Supplied records START

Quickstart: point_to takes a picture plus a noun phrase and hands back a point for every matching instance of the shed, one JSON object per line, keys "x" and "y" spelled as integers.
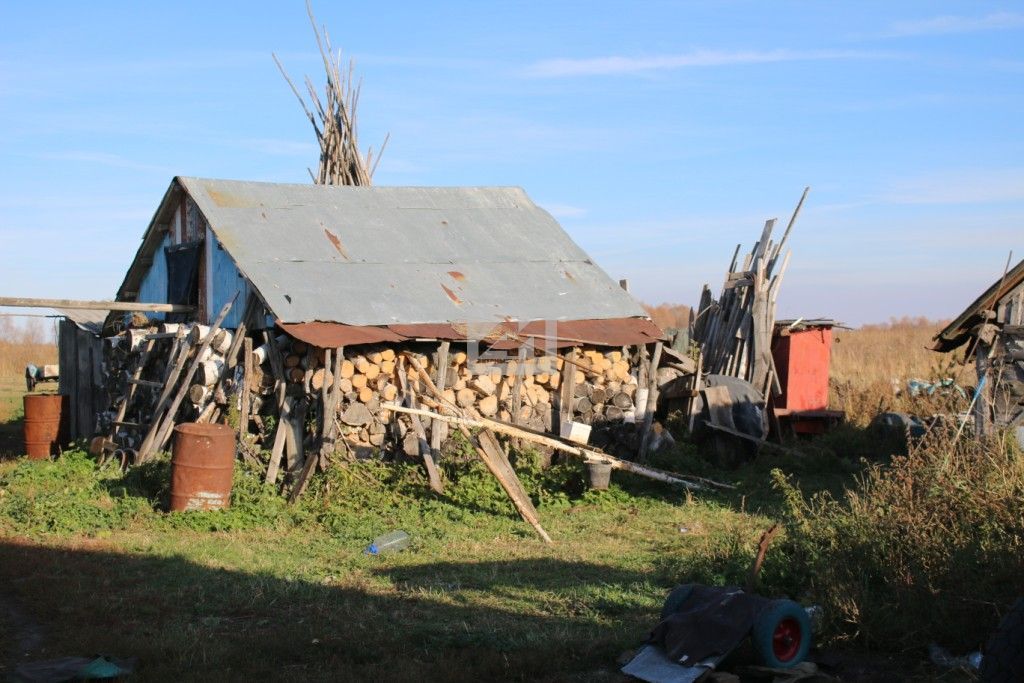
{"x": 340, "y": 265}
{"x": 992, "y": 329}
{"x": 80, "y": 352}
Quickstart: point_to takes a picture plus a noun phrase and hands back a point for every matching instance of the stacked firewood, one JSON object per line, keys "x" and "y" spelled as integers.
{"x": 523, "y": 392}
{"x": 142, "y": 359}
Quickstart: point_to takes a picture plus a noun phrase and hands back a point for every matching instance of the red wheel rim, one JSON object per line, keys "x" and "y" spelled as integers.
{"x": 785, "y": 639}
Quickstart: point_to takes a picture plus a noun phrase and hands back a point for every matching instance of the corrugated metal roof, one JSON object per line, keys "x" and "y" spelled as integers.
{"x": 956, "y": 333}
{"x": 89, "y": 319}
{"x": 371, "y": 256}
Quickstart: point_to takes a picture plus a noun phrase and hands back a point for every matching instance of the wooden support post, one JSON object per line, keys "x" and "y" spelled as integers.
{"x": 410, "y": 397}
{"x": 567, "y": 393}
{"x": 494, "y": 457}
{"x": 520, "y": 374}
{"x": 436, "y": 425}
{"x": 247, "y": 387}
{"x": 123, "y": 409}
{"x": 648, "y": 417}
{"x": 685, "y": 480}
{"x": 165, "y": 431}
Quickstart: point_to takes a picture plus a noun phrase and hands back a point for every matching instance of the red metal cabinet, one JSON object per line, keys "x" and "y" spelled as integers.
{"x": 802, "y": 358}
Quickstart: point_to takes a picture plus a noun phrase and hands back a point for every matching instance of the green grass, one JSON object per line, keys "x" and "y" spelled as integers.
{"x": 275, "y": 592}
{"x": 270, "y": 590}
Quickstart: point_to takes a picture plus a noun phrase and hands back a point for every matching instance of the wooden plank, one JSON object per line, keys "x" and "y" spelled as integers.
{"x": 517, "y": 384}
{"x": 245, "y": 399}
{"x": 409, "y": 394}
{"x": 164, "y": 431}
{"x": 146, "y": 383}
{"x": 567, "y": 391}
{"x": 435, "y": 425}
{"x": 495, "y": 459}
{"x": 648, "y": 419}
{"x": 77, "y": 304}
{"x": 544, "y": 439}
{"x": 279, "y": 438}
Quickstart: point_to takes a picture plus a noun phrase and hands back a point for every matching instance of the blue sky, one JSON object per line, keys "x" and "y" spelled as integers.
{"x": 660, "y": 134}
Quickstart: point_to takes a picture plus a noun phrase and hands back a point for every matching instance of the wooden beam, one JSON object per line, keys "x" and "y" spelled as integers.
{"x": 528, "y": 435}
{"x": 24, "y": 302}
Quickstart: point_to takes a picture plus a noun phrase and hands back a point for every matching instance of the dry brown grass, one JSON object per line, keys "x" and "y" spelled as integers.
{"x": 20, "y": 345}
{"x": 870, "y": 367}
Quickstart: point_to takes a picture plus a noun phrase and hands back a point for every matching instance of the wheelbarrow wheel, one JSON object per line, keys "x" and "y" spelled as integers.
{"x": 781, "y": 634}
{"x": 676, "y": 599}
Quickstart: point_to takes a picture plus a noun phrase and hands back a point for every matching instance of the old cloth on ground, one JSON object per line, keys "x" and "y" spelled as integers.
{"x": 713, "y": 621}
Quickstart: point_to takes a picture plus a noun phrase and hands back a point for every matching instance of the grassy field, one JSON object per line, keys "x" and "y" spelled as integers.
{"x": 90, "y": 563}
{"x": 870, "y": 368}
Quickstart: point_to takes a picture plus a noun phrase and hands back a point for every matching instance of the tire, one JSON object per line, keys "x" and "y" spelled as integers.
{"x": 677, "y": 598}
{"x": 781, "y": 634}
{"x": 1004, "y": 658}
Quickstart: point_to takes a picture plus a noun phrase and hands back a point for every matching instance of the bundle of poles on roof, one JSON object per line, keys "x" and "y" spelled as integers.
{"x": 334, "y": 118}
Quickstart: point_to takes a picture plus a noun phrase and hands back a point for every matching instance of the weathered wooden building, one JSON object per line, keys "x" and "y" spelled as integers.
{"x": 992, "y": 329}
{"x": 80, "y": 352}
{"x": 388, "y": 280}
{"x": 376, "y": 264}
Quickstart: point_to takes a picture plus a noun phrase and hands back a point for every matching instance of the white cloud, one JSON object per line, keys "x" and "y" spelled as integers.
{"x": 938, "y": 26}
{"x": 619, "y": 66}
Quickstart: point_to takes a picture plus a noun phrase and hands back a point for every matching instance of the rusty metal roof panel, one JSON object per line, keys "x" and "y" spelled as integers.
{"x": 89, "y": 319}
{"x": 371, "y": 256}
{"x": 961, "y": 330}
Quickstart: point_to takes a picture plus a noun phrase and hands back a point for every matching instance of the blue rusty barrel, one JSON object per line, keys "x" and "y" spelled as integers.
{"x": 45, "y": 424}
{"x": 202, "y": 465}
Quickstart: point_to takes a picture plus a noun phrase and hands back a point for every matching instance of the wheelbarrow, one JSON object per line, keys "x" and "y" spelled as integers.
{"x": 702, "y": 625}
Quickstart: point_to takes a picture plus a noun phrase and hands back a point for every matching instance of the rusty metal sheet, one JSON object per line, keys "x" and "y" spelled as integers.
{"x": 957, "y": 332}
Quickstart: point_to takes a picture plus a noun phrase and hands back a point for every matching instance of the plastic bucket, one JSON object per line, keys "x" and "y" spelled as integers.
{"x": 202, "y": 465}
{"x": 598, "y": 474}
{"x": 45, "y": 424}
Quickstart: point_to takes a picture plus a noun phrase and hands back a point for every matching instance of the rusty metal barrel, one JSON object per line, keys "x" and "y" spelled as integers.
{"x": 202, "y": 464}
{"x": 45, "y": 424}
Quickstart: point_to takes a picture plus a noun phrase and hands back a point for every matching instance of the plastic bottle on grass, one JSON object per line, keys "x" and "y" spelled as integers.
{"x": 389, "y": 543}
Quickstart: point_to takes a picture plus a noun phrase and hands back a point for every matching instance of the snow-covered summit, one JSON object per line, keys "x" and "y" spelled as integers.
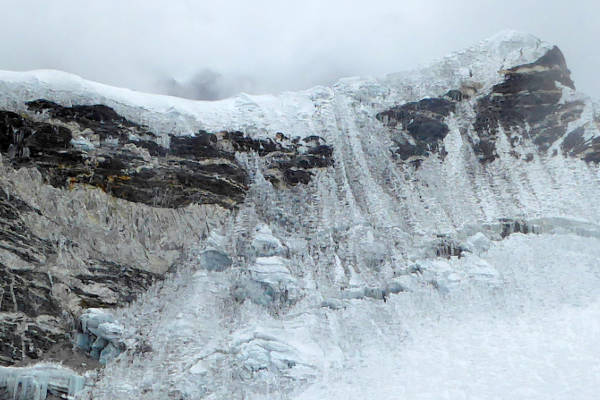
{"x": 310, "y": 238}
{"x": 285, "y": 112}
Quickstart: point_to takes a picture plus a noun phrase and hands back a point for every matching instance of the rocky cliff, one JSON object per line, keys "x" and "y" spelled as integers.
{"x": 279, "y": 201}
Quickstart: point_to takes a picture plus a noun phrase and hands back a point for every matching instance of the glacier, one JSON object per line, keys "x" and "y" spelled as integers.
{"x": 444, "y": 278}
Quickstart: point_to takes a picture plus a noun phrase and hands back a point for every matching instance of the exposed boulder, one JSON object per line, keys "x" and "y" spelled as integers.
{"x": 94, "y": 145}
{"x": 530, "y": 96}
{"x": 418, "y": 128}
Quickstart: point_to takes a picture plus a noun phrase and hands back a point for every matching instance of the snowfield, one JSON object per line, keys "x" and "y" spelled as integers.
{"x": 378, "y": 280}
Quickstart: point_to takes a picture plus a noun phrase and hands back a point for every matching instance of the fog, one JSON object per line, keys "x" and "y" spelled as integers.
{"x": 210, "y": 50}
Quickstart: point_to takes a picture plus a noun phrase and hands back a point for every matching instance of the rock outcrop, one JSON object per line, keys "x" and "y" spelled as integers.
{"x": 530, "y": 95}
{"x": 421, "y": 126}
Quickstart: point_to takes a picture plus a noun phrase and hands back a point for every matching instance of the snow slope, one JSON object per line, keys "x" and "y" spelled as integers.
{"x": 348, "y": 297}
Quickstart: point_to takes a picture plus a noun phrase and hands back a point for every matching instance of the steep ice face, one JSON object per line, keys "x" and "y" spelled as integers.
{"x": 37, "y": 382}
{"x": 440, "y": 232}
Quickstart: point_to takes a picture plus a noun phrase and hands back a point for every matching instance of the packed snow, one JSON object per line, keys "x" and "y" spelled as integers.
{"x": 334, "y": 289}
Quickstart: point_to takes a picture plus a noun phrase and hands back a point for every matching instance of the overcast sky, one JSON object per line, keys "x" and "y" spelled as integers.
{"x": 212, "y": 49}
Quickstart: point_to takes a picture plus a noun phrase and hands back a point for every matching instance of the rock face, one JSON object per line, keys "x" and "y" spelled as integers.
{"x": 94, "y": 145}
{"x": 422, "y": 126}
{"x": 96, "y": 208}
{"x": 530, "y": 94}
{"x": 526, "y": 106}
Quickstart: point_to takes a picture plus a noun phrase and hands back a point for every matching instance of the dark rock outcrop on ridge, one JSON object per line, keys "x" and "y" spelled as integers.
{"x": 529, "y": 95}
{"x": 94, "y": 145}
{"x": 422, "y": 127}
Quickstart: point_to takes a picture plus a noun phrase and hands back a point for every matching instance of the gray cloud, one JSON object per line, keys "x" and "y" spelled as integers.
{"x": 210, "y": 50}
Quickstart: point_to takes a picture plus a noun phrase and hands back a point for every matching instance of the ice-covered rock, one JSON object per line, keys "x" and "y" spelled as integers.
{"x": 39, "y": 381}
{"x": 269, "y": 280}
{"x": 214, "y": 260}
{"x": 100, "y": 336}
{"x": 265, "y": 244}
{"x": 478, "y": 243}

Supplied records END

## What the exercise asks
Please retype exactly the line containing "of the ice-covered" and each line after it to the end of the records, and nothing more.

## Exercise answer
Quickstart: point_to takes a picture plus a noun phrase and hands back a point for every matching instance of the ice-covered rock, one JSON object per line, keys "x" and "y" spelled as integers.
{"x": 39, "y": 381}
{"x": 269, "y": 280}
{"x": 214, "y": 260}
{"x": 100, "y": 336}
{"x": 265, "y": 244}
{"x": 478, "y": 243}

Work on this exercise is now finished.